DOCUMENT SEGMENT:
This weekend just gone has been a case in point. After witnessing Leeds United’s virtuoso 5-0 demolition of Nigel Clough’s Burton Albion, I then sat through two televised Premier League games on Sunday, of quite mind-numbing boredom and ineptitude, where the standard of play was palpably inferior to the fare served up by Thomas Christiansen’s troops on Saturday. First Burnley edged out Crystal Palace through a Chris Wood gift goal, then Newcastle shaded a turgid contest at Swansea. Currently, I’m watching West Ham struggle against newly-promoted Huddersfield, in a game of barely better quality than the first two. It wasn’t a Super Sunday in the EPL, and so far it’s not exactly a Magic Monday either. Despite the propaganda of the EPL, this is anything but unusual. 

Of course, most fans will already be aware that talk of uniform excellence in the top flight is merely wishful thinking with a view to selling The Brand. A glance at the EPL odds on any given weekend will show that those in the know expect the Newcastles and Huddersfields of the Premier League to be soundly sorted out anytime they play one of the real big boys, or even some of the secondary pack such as Southampton or Everton. The Premier League is really two mismatched leagues in one, and it can be carnage when excellence meets mediocrity. The same is not true when Championship contenders play top flight strugglers.

TASK DIRECTIONS: Please output the commentary on Premier League quality word for word, starting with "This weekend just" and going on through "anything but unusual.". The items that come next have no connection to the text.

PROVIDED DATA:
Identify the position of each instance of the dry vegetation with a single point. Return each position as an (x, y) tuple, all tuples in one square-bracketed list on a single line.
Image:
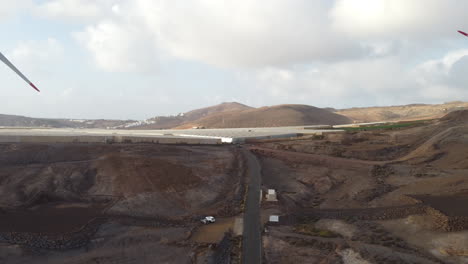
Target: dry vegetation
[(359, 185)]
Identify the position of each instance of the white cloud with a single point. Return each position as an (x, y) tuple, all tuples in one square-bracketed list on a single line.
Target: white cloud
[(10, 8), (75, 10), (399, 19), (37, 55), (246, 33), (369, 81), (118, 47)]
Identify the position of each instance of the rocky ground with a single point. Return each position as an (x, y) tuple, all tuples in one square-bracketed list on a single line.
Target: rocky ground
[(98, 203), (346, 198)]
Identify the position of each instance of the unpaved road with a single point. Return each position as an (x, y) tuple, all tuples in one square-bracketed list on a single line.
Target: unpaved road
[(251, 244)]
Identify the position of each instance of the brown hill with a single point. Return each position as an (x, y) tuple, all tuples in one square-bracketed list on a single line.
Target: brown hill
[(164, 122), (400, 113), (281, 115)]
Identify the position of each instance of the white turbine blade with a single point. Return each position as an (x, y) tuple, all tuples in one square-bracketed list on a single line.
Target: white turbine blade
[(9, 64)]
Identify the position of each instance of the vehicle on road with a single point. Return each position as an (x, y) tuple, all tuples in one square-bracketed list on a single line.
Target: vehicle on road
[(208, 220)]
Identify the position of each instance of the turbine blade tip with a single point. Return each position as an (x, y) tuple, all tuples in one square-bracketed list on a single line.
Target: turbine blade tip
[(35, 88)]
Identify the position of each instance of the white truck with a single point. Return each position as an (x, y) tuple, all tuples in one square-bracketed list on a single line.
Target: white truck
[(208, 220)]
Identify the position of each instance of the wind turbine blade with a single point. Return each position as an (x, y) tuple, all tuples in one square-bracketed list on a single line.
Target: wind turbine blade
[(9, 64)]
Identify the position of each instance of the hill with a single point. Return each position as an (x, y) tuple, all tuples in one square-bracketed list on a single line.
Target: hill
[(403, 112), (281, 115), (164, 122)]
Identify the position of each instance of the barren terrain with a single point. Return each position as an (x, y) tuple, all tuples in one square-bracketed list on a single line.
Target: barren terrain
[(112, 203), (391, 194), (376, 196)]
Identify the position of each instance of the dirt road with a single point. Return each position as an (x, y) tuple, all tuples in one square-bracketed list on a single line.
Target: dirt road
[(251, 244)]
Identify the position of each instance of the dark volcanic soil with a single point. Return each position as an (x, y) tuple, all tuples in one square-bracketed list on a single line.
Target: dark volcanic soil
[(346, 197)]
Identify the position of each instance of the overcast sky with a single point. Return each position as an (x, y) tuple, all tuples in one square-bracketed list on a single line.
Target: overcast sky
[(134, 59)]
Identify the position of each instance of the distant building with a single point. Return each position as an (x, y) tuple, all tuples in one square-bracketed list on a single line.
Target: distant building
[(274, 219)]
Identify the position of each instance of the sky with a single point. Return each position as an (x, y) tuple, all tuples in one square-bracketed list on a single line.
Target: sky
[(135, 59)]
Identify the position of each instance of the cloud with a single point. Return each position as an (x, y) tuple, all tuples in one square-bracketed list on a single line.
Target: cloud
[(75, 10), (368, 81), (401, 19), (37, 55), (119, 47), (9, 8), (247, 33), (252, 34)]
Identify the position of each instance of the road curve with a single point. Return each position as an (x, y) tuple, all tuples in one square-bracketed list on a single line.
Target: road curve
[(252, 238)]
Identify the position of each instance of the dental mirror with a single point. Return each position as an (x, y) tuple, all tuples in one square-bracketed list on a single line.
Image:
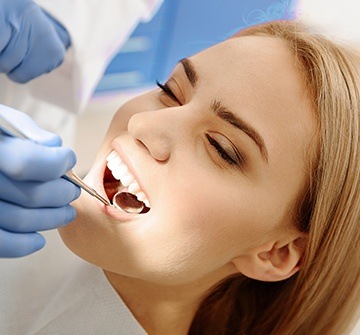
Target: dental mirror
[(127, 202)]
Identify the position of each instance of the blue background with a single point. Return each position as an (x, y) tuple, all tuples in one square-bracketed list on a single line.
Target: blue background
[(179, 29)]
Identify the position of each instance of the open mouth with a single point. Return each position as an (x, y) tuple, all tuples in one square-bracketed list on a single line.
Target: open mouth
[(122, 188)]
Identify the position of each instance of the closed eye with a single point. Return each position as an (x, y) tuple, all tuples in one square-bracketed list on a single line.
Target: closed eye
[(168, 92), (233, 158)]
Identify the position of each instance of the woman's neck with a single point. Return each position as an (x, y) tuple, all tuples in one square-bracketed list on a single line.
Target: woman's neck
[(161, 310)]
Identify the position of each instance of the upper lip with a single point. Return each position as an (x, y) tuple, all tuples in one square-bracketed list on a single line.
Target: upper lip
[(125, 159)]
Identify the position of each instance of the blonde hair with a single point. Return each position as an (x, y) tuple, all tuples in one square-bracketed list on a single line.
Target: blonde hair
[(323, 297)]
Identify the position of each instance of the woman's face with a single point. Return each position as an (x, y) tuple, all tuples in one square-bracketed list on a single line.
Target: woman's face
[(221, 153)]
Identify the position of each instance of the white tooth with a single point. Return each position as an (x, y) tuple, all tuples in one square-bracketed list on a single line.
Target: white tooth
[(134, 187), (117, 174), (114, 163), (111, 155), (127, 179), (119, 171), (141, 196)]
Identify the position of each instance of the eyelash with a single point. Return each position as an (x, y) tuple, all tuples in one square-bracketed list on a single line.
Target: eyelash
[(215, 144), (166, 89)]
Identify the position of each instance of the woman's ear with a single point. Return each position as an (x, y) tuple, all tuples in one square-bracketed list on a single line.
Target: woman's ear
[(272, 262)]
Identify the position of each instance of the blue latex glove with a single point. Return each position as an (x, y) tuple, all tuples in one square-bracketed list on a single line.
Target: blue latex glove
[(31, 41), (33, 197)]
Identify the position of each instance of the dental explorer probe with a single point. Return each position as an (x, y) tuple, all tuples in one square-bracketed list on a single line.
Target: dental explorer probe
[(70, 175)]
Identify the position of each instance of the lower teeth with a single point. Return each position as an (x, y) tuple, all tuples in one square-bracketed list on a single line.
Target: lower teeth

TASK OUTPUT:
This weekend just gone has been a case in point. After witnessing Leeds United’s virtuoso 5-0 demolition of Nigel Clough’s Burton Albion, I then sat through two televised Premier League games on Sunday, of quite mind-numbing boredom and ineptitude, where the standard of play was palpably inferior to the fare served up by Thomas Christiansen’s troops on Saturday. First Burnley edged out Crystal Palace through a Chris Wood gift goal, then Newcastle shaded a turgid contest at Swansea. Currently, I’m watching West Ham struggle against newly-promoted Huddersfield, in a game of barely better quality than the first two. It wasn’t a Super Sunday in the EPL, and so far it’s not exactly a Magic Monday either. Despite the propaganda of the EPL, this is anything but unusual.